* **Directions for this task**
Please arrange the lines of the listing below as a numbered list, starting at the line that contains "glass door is?" and stopping after the line that contains "[344,277,760,541]". Leave out any blank lines.

* **Record excerpts**

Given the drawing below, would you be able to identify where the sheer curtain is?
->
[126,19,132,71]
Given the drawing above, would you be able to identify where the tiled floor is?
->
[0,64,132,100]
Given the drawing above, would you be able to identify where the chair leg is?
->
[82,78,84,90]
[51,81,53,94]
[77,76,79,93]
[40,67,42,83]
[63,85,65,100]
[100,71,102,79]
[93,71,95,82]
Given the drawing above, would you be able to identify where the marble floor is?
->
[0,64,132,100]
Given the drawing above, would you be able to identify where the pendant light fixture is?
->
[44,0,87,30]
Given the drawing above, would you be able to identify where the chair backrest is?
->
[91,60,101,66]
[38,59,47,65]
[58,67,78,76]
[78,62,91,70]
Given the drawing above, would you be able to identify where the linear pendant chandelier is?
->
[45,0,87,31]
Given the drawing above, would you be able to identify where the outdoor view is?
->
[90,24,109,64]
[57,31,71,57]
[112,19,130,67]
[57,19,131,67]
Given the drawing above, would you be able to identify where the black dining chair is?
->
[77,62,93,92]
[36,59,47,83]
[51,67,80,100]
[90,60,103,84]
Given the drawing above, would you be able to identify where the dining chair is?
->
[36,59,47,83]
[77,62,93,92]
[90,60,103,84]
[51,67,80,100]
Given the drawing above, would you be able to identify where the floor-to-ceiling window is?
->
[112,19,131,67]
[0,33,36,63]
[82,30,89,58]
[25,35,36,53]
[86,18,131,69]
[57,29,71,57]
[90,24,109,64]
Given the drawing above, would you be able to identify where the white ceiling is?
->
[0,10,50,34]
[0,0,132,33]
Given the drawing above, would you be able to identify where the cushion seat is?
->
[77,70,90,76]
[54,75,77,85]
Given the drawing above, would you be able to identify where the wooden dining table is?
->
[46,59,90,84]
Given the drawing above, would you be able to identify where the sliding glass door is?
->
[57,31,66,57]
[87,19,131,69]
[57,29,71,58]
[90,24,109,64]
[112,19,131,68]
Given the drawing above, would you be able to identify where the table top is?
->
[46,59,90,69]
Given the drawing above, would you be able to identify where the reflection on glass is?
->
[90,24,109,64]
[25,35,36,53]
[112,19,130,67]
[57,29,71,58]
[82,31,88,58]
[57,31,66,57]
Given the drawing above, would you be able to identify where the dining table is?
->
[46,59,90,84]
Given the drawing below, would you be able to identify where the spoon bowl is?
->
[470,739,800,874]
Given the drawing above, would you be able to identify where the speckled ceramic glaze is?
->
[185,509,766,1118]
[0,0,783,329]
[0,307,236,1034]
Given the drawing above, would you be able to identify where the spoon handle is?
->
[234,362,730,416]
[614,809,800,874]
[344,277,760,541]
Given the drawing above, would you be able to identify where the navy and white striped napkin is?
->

* **Result for this exercise**
1. Given the drawing above, would you be able to identify where the sliding glass door is?
2. ->
3. [57,31,66,57]
4. [87,19,131,69]
5. [57,29,71,58]
6. [90,24,109,64]
7. [112,19,131,68]
8. Given the drawing above, would you be able to identify where the table top is?
9. ->
10. [46,59,90,69]
11. Given the drawing above, would you be able to identify where the reflection on glass is?
12. ->
13. [90,24,109,64]
14. [25,35,36,53]
15. [112,19,130,67]
16. [57,29,71,58]
17. [82,31,88,58]
18. [57,31,66,57]
19. Given the drawing above, would you be able to identify where the dining table is?
20. ->
21. [46,59,90,84]
22. Given the drawing below, would you be able to identify where the spoon bowl is?
23. ->
24. [470,739,800,874]
25. Given the drawing above, would you be able to identify where the speckled ceramic glaze is?
26. ->
27. [185,509,766,1118]
28. [0,0,783,329]
29. [0,307,236,1034]
30. Given the drawing above, would you be able to identify where the spoon handle is?
31. ->
32. [234,362,730,416]
33. [614,809,800,874]
34. [344,277,760,541]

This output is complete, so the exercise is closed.